● Work to be completed:
Find the line containing "Where can the evergreen" in the entries below. Restate it and each line after it, word for word, up to and including the line containing "Where can the column".

● Source records:
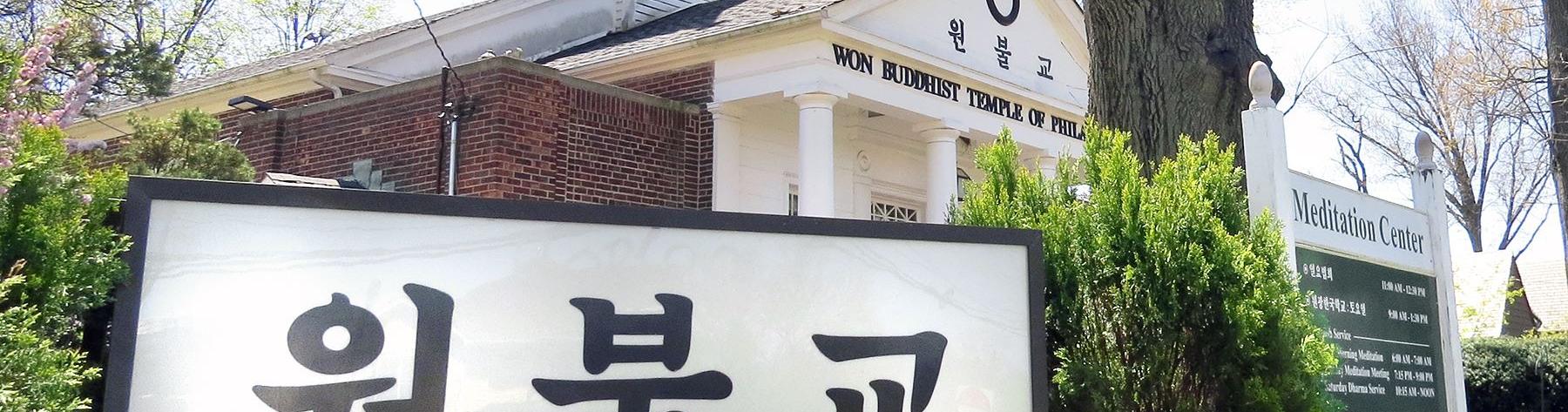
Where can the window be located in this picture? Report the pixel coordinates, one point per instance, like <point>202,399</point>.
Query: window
<point>894,213</point>
<point>794,201</point>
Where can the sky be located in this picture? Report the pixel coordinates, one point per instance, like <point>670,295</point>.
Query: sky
<point>1301,38</point>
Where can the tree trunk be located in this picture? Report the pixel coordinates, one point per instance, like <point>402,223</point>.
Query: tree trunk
<point>1162,70</point>
<point>1558,91</point>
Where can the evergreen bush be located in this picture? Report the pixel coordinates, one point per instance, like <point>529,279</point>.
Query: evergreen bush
<point>1162,294</point>
<point>1517,375</point>
<point>57,257</point>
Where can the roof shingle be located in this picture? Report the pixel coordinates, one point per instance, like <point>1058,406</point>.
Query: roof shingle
<point>681,27</point>
<point>280,62</point>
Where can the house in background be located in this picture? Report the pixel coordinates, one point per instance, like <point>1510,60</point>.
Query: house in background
<point>1503,296</point>
<point>848,108</point>
<point>1546,287</point>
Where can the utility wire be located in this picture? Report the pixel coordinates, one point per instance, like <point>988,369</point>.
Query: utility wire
<point>463,88</point>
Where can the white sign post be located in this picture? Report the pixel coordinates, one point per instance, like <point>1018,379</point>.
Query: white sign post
<point>1380,273</point>
<point>270,298</point>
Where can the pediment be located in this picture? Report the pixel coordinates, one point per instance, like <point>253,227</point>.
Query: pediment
<point>1034,44</point>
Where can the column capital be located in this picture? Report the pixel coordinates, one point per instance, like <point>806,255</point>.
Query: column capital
<point>940,124</point>
<point>940,131</point>
<point>815,94</point>
<point>815,101</point>
<point>1035,152</point>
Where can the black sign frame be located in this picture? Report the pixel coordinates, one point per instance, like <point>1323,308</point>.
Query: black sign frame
<point>145,190</point>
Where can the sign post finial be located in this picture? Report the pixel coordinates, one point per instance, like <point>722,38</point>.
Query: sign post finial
<point>1424,149</point>
<point>1261,82</point>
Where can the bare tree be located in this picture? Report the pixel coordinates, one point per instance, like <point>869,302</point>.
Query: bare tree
<point>1463,74</point>
<point>1556,13</point>
<point>287,25</point>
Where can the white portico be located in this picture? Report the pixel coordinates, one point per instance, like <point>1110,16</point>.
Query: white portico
<point>875,111</point>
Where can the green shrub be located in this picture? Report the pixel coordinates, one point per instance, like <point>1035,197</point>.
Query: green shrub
<point>186,145</point>
<point>63,262</point>
<point>1162,294</point>
<point>1517,373</point>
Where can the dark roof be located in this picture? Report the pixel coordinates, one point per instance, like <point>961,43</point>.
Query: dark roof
<point>1546,284</point>
<point>681,27</point>
<point>281,62</point>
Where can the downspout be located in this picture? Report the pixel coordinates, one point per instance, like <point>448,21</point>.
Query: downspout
<point>315,78</point>
<point>452,155</point>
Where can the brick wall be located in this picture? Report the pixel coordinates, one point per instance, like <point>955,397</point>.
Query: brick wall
<point>535,135</point>
<point>692,85</point>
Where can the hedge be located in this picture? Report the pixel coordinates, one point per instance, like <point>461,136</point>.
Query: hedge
<point>1517,375</point>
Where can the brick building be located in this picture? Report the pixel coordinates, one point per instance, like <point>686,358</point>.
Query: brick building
<point>854,108</point>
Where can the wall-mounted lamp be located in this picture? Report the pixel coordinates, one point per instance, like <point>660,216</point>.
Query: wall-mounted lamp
<point>250,104</point>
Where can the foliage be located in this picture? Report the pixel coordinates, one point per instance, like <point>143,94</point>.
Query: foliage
<point>186,145</point>
<point>62,259</point>
<point>1162,295</point>
<point>287,25</point>
<point>140,46</point>
<point>1517,373</point>
<point>35,375</point>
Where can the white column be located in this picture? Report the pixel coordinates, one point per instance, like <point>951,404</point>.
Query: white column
<point>1427,190</point>
<point>1267,166</point>
<point>727,157</point>
<point>815,152</point>
<point>941,168</point>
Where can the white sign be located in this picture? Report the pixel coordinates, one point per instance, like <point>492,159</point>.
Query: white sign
<point>1330,217</point>
<point>1018,41</point>
<point>267,298</point>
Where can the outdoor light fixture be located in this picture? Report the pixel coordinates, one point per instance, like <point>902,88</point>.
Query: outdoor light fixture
<point>250,104</point>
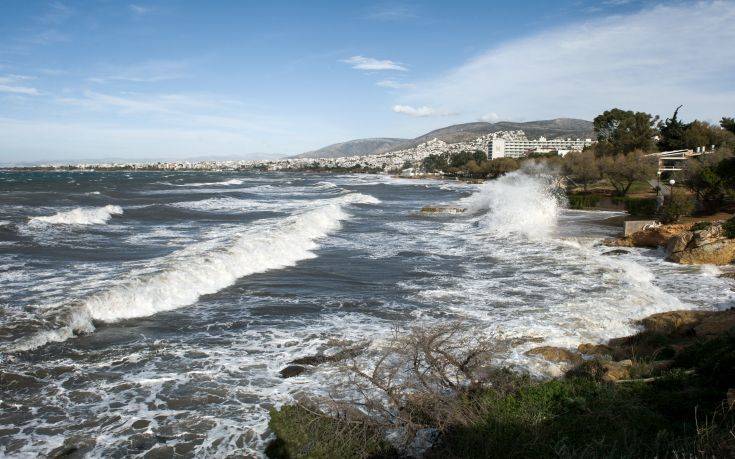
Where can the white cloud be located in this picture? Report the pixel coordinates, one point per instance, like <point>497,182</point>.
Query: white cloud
<point>392,12</point>
<point>369,63</point>
<point>393,84</point>
<point>152,71</point>
<point>9,84</point>
<point>491,117</point>
<point>652,60</point>
<point>140,9</point>
<point>420,112</point>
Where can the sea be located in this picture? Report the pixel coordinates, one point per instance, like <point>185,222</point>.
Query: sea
<point>149,313</point>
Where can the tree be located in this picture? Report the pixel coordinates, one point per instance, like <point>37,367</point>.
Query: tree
<point>581,168</point>
<point>728,124</point>
<point>620,131</point>
<point>672,133</point>
<point>726,170</point>
<point>703,134</point>
<point>702,176</point>
<point>501,166</point>
<point>676,205</point>
<point>624,170</point>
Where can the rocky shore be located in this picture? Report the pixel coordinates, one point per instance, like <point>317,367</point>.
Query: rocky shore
<point>691,243</point>
<point>666,391</point>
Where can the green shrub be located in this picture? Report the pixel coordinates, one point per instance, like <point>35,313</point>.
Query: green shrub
<point>303,432</point>
<point>583,201</point>
<point>701,226</point>
<point>639,207</point>
<point>677,205</point>
<point>729,227</point>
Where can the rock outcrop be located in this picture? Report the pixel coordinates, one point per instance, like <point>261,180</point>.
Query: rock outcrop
<point>705,246</point>
<point>651,237</point>
<point>442,209</point>
<point>555,354</point>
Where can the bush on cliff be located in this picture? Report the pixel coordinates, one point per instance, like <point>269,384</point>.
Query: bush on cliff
<point>496,413</point>
<point>677,205</point>
<point>729,227</point>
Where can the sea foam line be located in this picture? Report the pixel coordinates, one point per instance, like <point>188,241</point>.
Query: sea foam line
<point>79,216</point>
<point>283,243</point>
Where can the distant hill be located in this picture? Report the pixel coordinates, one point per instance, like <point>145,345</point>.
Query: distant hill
<point>359,147</point>
<point>552,129</point>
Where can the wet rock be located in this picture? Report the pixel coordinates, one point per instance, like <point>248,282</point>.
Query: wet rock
<point>73,447</point>
<point>716,324</point>
<point>616,371</point>
<point>705,246</point>
<point>314,360</point>
<point>600,370</point>
<point>442,209</point>
<point>161,452</point>
<point>291,371</point>
<point>18,381</point>
<point>555,354</point>
<point>141,424</point>
<point>679,322</point>
<point>652,237</point>
<point>141,442</point>
<point>594,349</point>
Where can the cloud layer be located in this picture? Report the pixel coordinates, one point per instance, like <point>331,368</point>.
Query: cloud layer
<point>369,63</point>
<point>652,60</point>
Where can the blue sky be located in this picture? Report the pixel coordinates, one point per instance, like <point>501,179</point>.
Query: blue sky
<point>178,79</point>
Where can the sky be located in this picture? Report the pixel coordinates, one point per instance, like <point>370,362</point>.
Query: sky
<point>148,80</point>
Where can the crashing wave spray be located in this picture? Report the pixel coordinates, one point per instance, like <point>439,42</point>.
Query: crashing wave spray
<point>526,202</point>
<point>283,243</point>
<point>80,216</point>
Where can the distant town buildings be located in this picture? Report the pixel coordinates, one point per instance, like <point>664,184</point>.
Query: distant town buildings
<point>516,146</point>
<point>498,144</point>
<point>675,160</point>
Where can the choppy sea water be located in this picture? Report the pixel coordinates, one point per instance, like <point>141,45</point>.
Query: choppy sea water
<point>151,312</point>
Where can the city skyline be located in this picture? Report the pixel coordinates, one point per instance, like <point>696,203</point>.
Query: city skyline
<point>179,79</point>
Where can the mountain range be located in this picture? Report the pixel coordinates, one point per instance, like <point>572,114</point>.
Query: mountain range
<point>552,129</point>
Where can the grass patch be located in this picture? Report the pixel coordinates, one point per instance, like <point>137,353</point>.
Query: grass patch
<point>729,227</point>
<point>701,226</point>
<point>638,207</point>
<point>304,431</point>
<point>583,201</point>
<point>672,411</point>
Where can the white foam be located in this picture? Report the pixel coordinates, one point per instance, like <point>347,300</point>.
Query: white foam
<point>80,216</point>
<point>517,203</point>
<point>283,243</point>
<point>225,183</point>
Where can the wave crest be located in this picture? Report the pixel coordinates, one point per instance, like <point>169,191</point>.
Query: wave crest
<point>282,243</point>
<point>518,203</point>
<point>80,216</point>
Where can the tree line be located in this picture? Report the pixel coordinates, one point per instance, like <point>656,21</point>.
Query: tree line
<point>620,157</point>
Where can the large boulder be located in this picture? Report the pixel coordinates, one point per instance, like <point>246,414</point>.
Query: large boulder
<point>555,354</point>
<point>651,237</point>
<point>705,246</point>
<point>442,209</point>
<point>716,324</point>
<point>674,322</point>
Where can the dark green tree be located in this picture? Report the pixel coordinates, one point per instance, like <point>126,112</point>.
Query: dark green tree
<point>673,133</point>
<point>728,123</point>
<point>621,131</point>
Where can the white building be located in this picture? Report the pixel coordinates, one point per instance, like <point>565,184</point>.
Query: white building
<point>518,146</point>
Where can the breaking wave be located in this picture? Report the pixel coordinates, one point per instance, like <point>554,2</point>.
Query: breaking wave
<point>521,202</point>
<point>225,183</point>
<point>283,243</point>
<point>80,216</point>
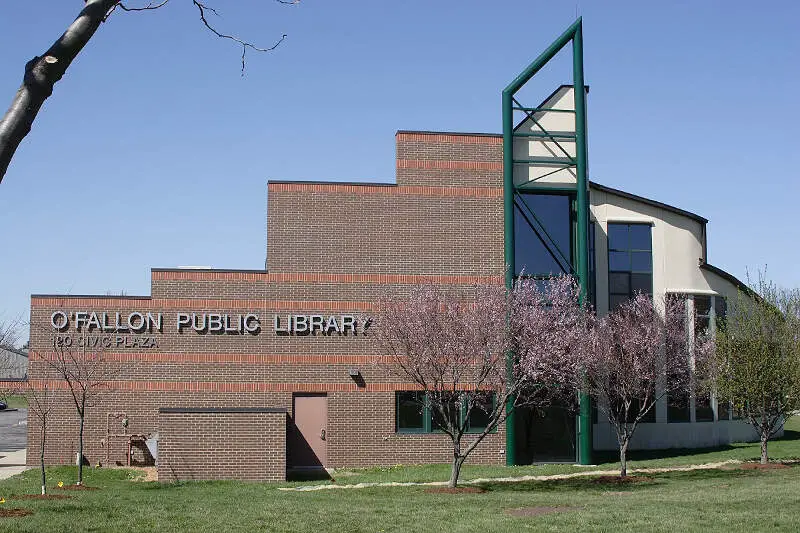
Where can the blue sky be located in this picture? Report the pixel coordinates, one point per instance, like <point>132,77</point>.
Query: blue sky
<point>154,152</point>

● Task result:
Where can the evergreen bush be located in this picture? Report the pixel coordinates, one point per instance, like <point>529,279</point>.
Query: evergreen bush
<point>1162,294</point>
<point>1517,375</point>
<point>57,257</point>
Where can the roof shingle be located in this picture? Report the pixel coordinates, one point per instance, like <point>1058,406</point>.
Query: roof shingle
<point>681,27</point>
<point>280,62</point>
Where can the house in background be located in this picture? Report the pixel coordinates, one point per instance, like <point>1510,60</point>.
Query: house in background
<point>1503,296</point>
<point>848,108</point>
<point>1546,287</point>
Where can the utility wire be located in this picture? Report the pixel coordinates, one point per instance, like <point>988,369</point>.
Query: utility wire
<point>463,88</point>
Where can the white sign post be located in this picture? Report the pixel coordinates, one point per instance, like <point>1018,379</point>.
Query: white sign post
<point>1380,273</point>
<point>270,298</point>
Where can the pediment be located in this picture? Report the pixel coordinates, one point per instance, like <point>253,227</point>.
Query: pediment
<point>1034,44</point>
Where can the column capital be located in this picture? Report the pixel coordinates, one point per instance, like <point>806,255</point>.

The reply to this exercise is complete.